* **YOUR TASK**: Print the data that follows exactly as it stands, from its first line through the line containing "positive clicks: (125, 786)", and stop there.

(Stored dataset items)
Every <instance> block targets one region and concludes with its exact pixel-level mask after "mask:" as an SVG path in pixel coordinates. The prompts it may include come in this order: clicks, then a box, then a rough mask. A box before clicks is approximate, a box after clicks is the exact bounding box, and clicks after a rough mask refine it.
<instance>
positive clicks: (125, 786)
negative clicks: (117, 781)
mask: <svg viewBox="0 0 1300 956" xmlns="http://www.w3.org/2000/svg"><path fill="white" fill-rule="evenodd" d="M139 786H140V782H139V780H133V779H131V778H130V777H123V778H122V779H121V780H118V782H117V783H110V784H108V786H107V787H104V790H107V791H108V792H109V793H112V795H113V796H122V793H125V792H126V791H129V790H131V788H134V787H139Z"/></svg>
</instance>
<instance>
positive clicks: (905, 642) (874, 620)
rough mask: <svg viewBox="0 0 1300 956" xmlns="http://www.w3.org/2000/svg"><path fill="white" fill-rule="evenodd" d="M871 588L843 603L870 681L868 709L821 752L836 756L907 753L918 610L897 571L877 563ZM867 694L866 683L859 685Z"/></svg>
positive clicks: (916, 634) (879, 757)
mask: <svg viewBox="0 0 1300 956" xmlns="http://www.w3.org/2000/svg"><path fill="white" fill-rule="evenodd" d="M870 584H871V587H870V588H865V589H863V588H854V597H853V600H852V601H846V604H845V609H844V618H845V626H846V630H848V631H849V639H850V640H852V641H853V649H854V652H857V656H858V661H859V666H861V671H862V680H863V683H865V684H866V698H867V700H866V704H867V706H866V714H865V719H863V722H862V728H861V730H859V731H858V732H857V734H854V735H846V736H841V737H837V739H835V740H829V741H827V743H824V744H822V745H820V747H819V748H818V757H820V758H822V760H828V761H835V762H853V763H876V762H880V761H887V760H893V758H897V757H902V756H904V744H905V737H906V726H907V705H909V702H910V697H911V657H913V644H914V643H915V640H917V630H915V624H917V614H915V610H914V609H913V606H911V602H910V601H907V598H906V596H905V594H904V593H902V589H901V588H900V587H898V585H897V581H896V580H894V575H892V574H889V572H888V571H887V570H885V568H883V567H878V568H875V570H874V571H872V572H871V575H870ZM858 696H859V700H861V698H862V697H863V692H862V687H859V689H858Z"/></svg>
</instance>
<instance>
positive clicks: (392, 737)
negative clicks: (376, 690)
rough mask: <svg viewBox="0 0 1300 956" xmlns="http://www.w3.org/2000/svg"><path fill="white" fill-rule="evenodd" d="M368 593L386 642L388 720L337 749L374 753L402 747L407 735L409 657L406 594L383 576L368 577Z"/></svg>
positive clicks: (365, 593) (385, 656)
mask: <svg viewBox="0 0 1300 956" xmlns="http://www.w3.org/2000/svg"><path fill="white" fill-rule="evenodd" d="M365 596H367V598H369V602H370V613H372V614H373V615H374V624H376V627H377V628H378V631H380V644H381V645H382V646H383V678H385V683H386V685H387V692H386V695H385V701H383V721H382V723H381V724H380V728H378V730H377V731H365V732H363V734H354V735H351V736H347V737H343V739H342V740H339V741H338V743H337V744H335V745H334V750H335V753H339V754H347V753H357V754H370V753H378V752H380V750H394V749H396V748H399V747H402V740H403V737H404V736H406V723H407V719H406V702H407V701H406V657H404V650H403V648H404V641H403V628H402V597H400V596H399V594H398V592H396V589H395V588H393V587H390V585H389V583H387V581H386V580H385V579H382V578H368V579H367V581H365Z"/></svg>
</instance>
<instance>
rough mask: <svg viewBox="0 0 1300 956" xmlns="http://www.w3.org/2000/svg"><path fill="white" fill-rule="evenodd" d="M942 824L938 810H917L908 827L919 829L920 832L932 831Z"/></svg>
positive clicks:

* **RESPONSE TO THIS EXERCISE**:
Every <instance> block targets one region and concludes with its exact pixel-level mask after "mask:" as an SVG path in pixel coordinates. The prompts it may include come in this order: clicks, then a box, then a rough mask. A box before clicks is approximate, a box after clicks is the exact bounding box, and clicks after a rough mask refine it.
<instance>
positive clicks: (125, 786)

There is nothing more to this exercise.